ASSIGNED TASK A: Translate this sentence from the Hawkshaw excerpt into Spanish: "The village school is called St Mary's Church of England Primary School."
ASSIGNED TASK B: In the Hawkshaw excerpt, what do the locals call the large playing field?
ASSIGNED TASK C: Copy the Hawkshaw excerpt word for word, from "The village school" through "are under flood-lights.", inclusive.

EXCERPT PROVIDED:
_____

Hawkshaw is a village in the Metropolitan Borough of Bury, in Greater Manchester, England. Historically a part of Lancashire, it has a population of around 1,000 people. The village had a small shop which is now closed and 2 pubs called The Red Lion and The Waggon and Horses.

On the A676, west of Greenmount, the road changes its name from Bolton Road to Ramsbottom Road after it crosses Kirklees Brook.

The village school is called St Mary's Church of England Primary School. It currently educates around 100 pupils and employs 6 teachers. The school is also connected to St Mary's Church, which is also Church of England.

There is a large playing field known to the locals as "the rec". There is a large football pitch, which is currently unused. The children's play area has both adult and toddler swings, a large slide, rocking chairs, and roundabout and a see-saw. The park is enclosed by a low fence. At the end of "the rec", there is a large tennis club, with a club house and 5 tennis courts, 3 of which are under flood-lights.

Hawkshaw has an Army Training Camp used as the HQ of the Greater Manchester Army Cadet Force. The adjoining Holcombe Ranges is one of the shooting ranges in the United Kingdom. The Physical Ability round of The Krypton Factor was filmed at the base's Assault Course on Holcombe Moor, north of Hawkshaw.

The A676 road passes through Hawkshaw.

_____

Collected data:
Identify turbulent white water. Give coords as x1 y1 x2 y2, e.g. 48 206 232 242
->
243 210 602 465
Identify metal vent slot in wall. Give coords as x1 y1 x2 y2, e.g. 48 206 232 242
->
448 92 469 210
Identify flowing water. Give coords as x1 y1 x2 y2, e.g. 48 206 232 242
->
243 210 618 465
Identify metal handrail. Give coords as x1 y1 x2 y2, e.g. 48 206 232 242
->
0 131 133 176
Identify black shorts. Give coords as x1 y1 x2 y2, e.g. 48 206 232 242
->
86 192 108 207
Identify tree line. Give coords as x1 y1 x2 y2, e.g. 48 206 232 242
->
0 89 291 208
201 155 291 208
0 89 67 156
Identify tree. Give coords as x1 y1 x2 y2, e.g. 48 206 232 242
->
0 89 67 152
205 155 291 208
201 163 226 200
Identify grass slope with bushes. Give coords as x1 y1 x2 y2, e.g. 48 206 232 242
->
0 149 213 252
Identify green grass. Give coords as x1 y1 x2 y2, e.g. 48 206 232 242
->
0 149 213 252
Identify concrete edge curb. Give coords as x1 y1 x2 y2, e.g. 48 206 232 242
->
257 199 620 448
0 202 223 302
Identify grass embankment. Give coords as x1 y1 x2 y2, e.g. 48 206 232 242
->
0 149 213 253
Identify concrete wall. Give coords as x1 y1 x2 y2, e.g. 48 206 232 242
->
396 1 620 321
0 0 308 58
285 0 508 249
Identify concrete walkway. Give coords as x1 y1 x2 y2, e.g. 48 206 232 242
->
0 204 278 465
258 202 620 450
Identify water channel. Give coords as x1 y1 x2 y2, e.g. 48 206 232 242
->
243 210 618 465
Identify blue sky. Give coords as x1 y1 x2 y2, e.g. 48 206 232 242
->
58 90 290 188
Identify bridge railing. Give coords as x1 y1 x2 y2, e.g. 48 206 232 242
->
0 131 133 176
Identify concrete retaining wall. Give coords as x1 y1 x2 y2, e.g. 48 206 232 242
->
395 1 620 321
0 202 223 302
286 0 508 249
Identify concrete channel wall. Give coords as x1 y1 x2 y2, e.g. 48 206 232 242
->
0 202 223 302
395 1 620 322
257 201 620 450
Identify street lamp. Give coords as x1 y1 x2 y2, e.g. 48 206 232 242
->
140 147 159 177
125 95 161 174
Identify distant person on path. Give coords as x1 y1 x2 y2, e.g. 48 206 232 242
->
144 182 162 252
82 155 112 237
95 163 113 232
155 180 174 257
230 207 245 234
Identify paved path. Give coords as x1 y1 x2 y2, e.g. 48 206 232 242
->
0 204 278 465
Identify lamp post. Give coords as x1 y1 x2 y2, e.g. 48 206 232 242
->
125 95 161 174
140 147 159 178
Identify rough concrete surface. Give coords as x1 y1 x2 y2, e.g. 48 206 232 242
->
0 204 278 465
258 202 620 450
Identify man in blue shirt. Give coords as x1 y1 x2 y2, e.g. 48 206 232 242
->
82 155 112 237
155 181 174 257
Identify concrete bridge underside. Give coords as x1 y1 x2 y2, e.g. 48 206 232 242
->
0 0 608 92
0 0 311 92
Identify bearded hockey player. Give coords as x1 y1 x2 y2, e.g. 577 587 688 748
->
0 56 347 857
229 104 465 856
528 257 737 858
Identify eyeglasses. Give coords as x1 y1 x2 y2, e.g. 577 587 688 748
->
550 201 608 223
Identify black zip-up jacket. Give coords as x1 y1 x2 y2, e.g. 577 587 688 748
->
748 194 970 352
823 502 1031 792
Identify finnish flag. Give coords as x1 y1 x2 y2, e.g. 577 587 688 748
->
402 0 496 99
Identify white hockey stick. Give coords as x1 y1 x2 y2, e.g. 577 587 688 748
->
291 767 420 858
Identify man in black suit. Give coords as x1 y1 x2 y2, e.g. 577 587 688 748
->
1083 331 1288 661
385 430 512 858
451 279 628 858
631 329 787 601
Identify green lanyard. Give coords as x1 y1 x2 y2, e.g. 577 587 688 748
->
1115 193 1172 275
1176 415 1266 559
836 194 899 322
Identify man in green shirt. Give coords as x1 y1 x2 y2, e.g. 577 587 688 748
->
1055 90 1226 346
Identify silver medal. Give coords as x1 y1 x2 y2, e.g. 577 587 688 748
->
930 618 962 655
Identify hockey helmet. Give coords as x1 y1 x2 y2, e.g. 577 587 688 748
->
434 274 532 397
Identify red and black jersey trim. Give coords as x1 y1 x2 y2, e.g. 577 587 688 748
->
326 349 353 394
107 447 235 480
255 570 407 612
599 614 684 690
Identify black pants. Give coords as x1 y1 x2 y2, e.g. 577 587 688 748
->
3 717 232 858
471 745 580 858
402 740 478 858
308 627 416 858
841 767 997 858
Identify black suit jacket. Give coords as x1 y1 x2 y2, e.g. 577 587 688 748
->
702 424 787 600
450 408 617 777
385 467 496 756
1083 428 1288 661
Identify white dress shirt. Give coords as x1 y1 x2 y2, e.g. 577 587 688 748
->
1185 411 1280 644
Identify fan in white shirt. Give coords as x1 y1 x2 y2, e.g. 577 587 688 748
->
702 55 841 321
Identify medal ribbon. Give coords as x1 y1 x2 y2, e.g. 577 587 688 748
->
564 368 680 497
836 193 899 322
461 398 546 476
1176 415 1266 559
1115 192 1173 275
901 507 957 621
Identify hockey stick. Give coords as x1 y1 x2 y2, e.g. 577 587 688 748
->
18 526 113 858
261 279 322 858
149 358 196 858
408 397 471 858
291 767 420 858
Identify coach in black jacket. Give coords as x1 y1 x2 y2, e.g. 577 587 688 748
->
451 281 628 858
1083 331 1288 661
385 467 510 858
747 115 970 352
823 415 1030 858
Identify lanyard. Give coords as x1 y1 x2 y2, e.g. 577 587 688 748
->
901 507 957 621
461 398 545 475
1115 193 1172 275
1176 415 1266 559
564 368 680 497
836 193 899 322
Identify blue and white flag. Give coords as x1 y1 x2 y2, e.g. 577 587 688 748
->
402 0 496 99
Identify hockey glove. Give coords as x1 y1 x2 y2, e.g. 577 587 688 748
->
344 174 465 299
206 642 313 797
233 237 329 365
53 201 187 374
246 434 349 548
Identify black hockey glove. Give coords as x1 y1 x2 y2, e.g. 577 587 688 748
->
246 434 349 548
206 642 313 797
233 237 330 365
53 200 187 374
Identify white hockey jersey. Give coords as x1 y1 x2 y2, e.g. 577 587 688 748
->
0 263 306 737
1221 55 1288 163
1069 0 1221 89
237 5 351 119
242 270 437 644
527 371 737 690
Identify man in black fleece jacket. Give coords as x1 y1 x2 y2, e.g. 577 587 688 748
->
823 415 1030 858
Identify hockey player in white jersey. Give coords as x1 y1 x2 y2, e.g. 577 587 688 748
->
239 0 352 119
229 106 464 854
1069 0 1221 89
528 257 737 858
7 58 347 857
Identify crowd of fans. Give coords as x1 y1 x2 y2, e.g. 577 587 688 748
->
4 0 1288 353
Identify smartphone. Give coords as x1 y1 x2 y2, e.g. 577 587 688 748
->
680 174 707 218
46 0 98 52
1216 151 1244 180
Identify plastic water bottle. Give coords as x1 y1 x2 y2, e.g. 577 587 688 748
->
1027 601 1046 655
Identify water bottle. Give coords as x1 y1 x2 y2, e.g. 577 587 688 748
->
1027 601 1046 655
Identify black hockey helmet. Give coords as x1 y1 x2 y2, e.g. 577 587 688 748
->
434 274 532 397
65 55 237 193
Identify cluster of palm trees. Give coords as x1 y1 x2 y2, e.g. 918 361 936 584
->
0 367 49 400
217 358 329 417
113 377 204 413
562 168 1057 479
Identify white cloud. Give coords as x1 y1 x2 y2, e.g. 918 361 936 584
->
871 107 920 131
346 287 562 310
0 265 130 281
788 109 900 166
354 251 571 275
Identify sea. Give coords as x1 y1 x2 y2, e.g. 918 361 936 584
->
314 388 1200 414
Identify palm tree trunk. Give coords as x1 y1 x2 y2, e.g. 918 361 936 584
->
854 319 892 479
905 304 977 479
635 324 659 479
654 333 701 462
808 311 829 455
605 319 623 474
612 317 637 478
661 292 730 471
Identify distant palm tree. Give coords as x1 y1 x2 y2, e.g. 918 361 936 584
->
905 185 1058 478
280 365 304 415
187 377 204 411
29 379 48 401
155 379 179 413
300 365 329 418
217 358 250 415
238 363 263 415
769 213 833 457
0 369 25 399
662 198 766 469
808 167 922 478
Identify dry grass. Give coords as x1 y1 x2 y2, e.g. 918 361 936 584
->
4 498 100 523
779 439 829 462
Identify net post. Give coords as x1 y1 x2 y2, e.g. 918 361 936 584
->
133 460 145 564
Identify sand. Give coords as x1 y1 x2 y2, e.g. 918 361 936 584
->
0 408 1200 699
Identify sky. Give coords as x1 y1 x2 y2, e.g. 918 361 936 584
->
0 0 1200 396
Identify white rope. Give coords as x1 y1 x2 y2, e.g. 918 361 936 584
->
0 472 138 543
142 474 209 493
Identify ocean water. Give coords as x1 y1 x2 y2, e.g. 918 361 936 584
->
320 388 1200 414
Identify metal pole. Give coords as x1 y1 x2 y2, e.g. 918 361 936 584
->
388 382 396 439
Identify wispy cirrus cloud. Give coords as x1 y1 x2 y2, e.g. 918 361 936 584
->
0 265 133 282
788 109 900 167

_____

WRITTEN REPLY A: La escuela del pueblo se llama St Mary's Church of England Primary School.

WRITTEN REPLY B: They call it "the rec."

WRITTEN REPLY C:
The village school is called St Mary's Church of England Primary School. It currently educates around 100 pupils and employs 6 teachers. The school is also connected to St Mary's Church, which is also Church of England.

There is a large playing field known to the locals as "the rec". There is a large football pitch, which is currently unused. The children's play area has both adult and toddler swings, a large slide, rocking chairs, and roundabout and a see-saw. The park is enclosed by a low fence. At the end of "the rec", there is a large tennis club, with a club house and 5 tennis courts, 3 of which are under flood-lights.